10月後半はとにかく忙しかった…
丁度12日の韓日戦を境に強烈に仕事量が増えてしまいそのまま11月初旬からの出張に雪崩込んでしまった。そして商用で訪れているここ北欧のヘルシンキは氷点下の寒さ。疲れに寒さのダブルパンチ。しかも北欧独特の日の入りの早さで夕方は早くに暗くなり、日中は南中高度が低いので日差しがもろに目に入る..
そんな中、広州で始まったAsian Games 初戦、日本が中国を 3-0 で破ったという吉報が届いた…. 尖閣諸島問題(といっても中国が勝手に喧嘩を売っているだけと思うんだけど) もあり “完全アウェー” の日本U-21チームが中国を撃破し多くの日本人の溜飲を下げてくれたのではないかな…
この中国との問題で常に“中国様の御機嫌”を気遣っておられる官房長官の心中は…、まぁ御気の毒に…と言っておきましょう…
日本サッカー界と云うよりもアジアサッカー界においてアジア大会は結構重要な大会とされていた。そう、過去形だ。 1998年バンコック大会から日本はフル代表で無く2年後に向けた五輪候補チームを派遣するようになった。1980年代、五輪予選と並んでアジア大会は日本でも重要な大会であった…はずだ。
私は当時、アジア大会は数少ない国際大会として非常に楽しみにしていた。
特に1982年インド、ニューデリー大会。1次リーグではイラン、韓国の強豪を破り3連勝で準々決勝に進出。そして当時アジアナンバー1だったイラクと激戦の末延長戦で敗れて準決勝進出はならなかったが韓国を日本以外の地で初めて破ったNHKのダイジェストで見た5分ほどの試合模様は本当に良い思い出だ….
恐らくワールドカップフランス大会からアジア地域の出場枠も増え、ワールドカップと同年に行われるアジア大会のサッカーにアジアの列強もその位置づけが替って来たと思う….それに欧州ベースの選手も増えて次第にベストメンバーが組めなくなってきた事実もあったと思う。
1994年広島大会で当時 Genoa に所属していた我らが King KAZU がこの大会の為に帰国した時は嬉しかった。
11月7日 アジア大会の開会式前に開幕を迎えた種目、男子サッカー。
10月20日から合宿を張り本大会に臨んだ地元中国五輪候補チームは Tianhe Sports Centre で日本U-21チームを迎えた。ここに集った約30,000人の観衆は誰もが地元中国が日本を粉砕する事を期待していたのではないかな…. そして初戦が地元中国戦と解った時、ちょっといやな気になった日本サポーター達もいたのではないかな…. しかし結果は 3-0 で日本の快勝。

= 入力データ =
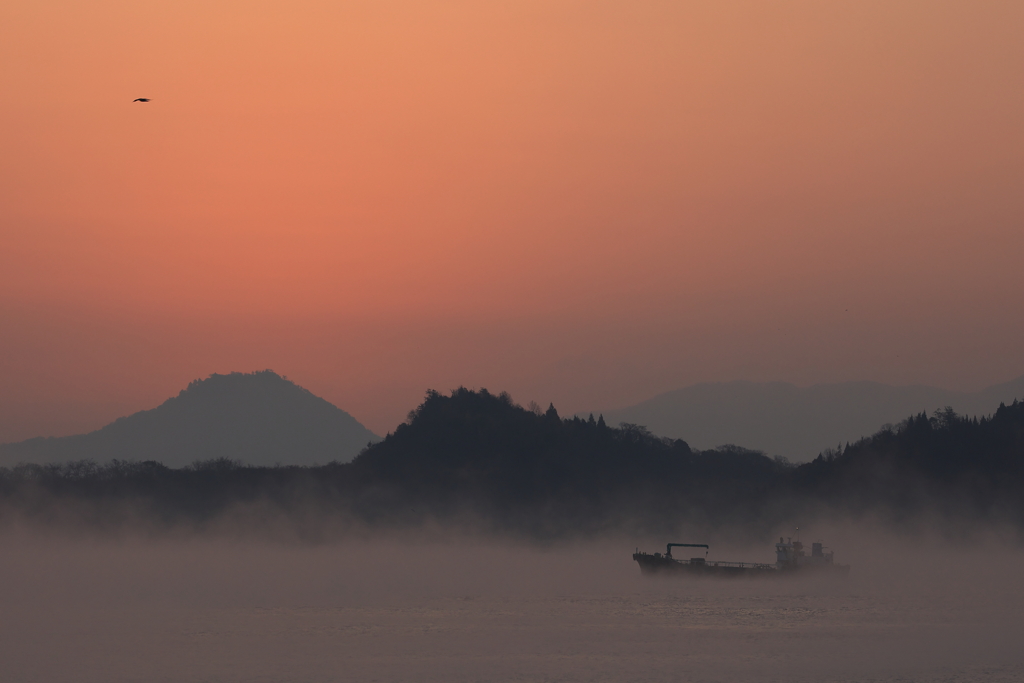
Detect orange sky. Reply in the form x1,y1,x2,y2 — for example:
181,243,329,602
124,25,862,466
0,0,1024,441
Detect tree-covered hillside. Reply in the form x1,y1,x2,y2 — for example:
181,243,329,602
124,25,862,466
0,389,1024,537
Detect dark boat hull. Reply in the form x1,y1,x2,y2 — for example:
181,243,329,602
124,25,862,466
633,553,778,578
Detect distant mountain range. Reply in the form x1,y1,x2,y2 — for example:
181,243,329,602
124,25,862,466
0,370,380,467
604,376,1024,462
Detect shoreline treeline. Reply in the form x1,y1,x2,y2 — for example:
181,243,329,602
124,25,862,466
0,388,1024,538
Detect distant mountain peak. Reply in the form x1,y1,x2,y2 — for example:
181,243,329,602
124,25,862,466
0,370,379,467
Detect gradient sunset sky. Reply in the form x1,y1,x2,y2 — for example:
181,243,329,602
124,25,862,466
0,0,1024,441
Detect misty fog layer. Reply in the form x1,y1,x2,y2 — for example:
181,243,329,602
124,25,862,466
0,526,1024,682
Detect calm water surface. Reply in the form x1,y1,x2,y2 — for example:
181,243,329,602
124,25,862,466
0,536,1024,682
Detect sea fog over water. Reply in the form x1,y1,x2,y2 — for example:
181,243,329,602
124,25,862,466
0,524,1024,682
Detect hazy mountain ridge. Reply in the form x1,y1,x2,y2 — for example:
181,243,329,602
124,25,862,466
604,376,1024,462
0,389,1024,539
0,371,379,467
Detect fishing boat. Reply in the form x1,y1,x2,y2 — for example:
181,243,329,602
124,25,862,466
633,538,850,577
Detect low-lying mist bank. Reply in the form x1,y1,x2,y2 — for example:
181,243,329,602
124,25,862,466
0,389,1024,542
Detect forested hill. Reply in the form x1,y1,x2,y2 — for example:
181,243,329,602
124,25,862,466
0,389,1024,537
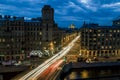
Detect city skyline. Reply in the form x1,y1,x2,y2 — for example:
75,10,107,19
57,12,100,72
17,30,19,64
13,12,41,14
0,0,120,27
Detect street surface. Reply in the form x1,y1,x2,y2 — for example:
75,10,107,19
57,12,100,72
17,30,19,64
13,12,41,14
38,60,63,80
19,36,79,80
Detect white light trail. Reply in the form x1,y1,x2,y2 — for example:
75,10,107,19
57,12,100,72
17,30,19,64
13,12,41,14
19,36,79,80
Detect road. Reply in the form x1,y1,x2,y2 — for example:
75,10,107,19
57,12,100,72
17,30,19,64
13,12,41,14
37,60,63,80
19,36,79,80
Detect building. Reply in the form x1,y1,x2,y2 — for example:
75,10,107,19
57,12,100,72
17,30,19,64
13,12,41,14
80,20,120,57
0,5,62,61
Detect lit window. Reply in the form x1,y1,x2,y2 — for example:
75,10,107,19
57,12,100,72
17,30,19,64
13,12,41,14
90,29,92,32
117,30,120,32
3,39,5,42
40,42,42,45
101,46,104,49
98,30,101,32
102,34,104,36
109,46,112,49
110,34,112,36
105,46,108,49
93,38,96,40
98,34,100,36
39,32,42,35
109,30,112,32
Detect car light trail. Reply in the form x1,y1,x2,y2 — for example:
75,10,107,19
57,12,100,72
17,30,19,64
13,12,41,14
19,36,79,80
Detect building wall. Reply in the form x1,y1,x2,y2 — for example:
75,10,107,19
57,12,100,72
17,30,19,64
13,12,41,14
0,5,61,60
80,24,120,57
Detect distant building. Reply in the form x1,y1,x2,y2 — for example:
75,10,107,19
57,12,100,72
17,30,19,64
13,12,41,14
0,5,63,60
80,20,120,57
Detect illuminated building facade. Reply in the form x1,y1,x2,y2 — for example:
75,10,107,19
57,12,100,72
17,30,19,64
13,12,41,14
0,5,62,60
80,20,120,57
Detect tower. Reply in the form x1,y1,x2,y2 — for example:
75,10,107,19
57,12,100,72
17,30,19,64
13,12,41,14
42,5,54,23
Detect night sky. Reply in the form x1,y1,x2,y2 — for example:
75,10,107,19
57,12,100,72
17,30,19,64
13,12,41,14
0,0,120,27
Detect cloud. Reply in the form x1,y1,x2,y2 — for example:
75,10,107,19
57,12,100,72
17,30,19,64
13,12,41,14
77,0,98,12
57,16,83,22
102,2,120,8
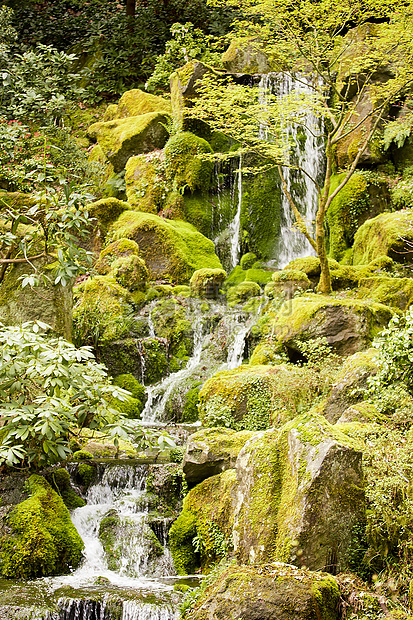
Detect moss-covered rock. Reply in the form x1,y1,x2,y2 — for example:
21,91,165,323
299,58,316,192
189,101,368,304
111,254,149,291
112,211,222,283
169,469,236,575
326,172,390,260
165,131,213,192
353,209,413,265
125,151,170,214
88,198,130,237
182,428,253,486
94,239,139,275
189,268,227,299
73,276,132,344
265,294,392,360
199,364,321,430
234,410,365,573
169,60,210,126
357,275,413,310
239,252,257,271
88,112,170,172
222,37,274,73
184,562,340,620
227,280,261,306
0,475,83,579
0,258,73,340
323,349,377,424
47,467,86,509
108,88,172,121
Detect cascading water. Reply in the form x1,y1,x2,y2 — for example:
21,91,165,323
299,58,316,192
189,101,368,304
229,155,242,269
259,73,324,268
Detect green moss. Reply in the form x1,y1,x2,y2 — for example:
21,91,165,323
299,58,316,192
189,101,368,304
108,211,222,283
284,256,321,278
165,131,213,192
199,364,320,430
239,252,257,271
125,151,169,214
357,275,413,310
88,112,170,172
110,88,171,121
111,254,149,292
353,209,413,265
271,269,310,288
73,276,132,345
77,462,96,489
222,265,245,291
48,467,86,509
189,268,227,298
245,269,272,286
0,475,83,579
95,239,139,275
227,280,261,306
72,450,93,461
88,198,130,236
113,373,145,400
169,510,199,575
327,172,371,260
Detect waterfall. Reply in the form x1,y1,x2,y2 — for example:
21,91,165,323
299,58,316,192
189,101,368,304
258,73,324,268
228,155,242,269
141,315,204,424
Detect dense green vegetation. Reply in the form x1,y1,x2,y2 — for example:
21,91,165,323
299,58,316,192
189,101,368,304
0,0,413,620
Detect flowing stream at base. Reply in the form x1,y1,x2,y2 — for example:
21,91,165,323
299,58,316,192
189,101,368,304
0,461,184,620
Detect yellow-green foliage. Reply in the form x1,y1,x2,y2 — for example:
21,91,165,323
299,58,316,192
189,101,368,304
88,198,130,234
73,276,132,344
182,562,340,620
189,268,227,297
94,238,139,275
125,151,169,214
227,280,261,306
284,256,321,278
169,469,236,575
0,475,83,579
271,269,310,288
112,254,149,291
165,131,213,192
199,364,326,430
265,294,392,342
109,88,171,121
327,172,370,260
88,112,170,172
111,211,222,283
353,209,413,265
357,275,413,310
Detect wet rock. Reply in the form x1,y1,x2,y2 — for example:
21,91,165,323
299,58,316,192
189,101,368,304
233,411,365,574
186,563,340,620
182,428,253,486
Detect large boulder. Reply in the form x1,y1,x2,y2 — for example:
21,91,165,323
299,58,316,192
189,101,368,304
0,475,83,579
265,296,392,361
111,211,222,283
103,88,171,121
88,112,170,172
199,364,334,430
182,428,253,486
186,562,340,620
353,209,413,265
323,349,377,424
233,412,365,574
222,37,273,73
0,258,73,340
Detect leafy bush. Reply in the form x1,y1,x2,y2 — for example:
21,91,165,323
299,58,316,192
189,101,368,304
145,22,224,91
0,322,129,467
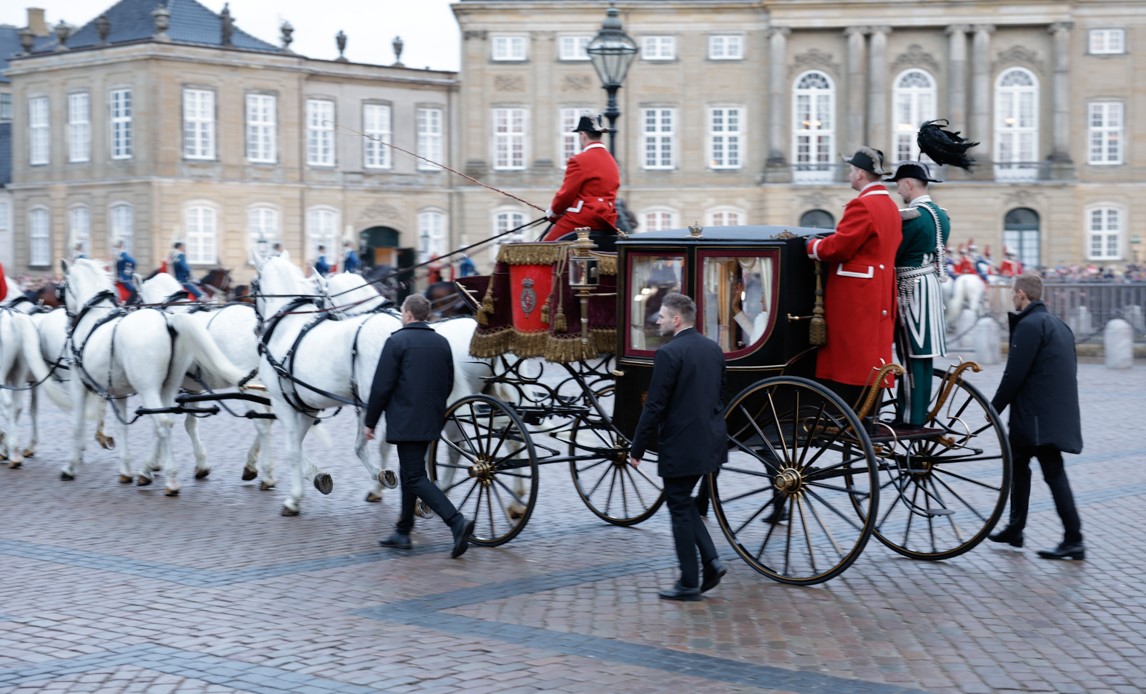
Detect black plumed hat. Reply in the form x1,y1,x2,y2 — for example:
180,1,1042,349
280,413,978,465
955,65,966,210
916,118,979,171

= 課題の構成 =
(a) アジア大会サッカーの文章の「10月後半はとにかく忙しかった…」から「重要な大会であった…はずだ。」までを両端も含めて書き写し、その際「ヘルシンキ」を「ストックホルム」に差し替えること。
(b) アジア大会サッカーの文章によると、1982年ニューデリー大会の準々決勝で日本はどの国に敗れたか答えること。
(c) アジア大会サッカーの文章を、最後に示された文の後から書き継ぐこと。

= 解答一覧 =
(a)
10月後半はとにかく忙しかった…
丁度12日の韓日戦を境に強烈に仕事量が増えてしまいそのまま11月初旬からの出張に雪崩込んでしまった。そして商用で訪れているここ北欧のストックホルムは氷点下の寒さ。疲れに寒さのダブルパンチ。しかも北欧独特の日の入りの早さで夕方は早くに暗くなり、日中は南中高度が低いので日差しがもろに目に入る..
そんな中、広州で始まったAsian Games 初戦、日本が中国を 3-0 で破ったという吉報が届いた…. 尖閣諸島問題(といっても中国が勝手に喧嘩を売っているだけと思うんだけど) もあり “完全アウェー” の日本U-21チームが中国を撃破し多くの日本人の溜飲を下げてくれたのではないかな…
この中国との問題で常に“中国様の御機嫌”を気遣っておられる官房長官の心中は…、まぁ御気の毒に…と言っておきましょう…
日本サッカー界と云うよりもアジアサッカー界においてアジア大会は結構重要な大会とされていた。そう、過去形だ。 1998年バンコック大会から日本はフル代表で無く2年後に向けた五輪候補チームを派遣するようになった。1980年代、五輪予選と並んでアジア大会は日本でも重要な大会であった…はずだ。

(b) イラク

(c)
地元中国紙はこの結果を下記の通りに伝えていた。
全てにおいて日本が勝っていた…
試合後会見に臨んだ中国チームの 孫衛監督と張琳芃主将は下記の様に試合を総括したらしい。
試合には敗れたが我々は粘り強いモラルをフィールド上で示す事が出来た。
この日は対戦相手が強すぎたがまだ2試合残っている。残り試合に就いてはまだまだやれると思う。この日の中国チームのパフォーマンスに就いては本当によくプレーできており少しの改善さえあれば失点を防げた。
しかし3失点に就いては張琳芃主将をはじめとしたDF陣は初戦と云う事ですこし神経質になりすぎておりいくらかの責任はある。そして全体的に相手ボールになった時、マークが甘くそれが失点を招いた。
だがこれでグループリーグ敗退が決まった分けではないので残り2試合最後まで全力を尽くす。
( 負傷でスタメン出場が不可能視されていた ) GK王大雷の起用に就いては、怪我の回復も著しくチームドクターと相談し、何よりも本人がプレーを望んでいたのでスタメンに起用した。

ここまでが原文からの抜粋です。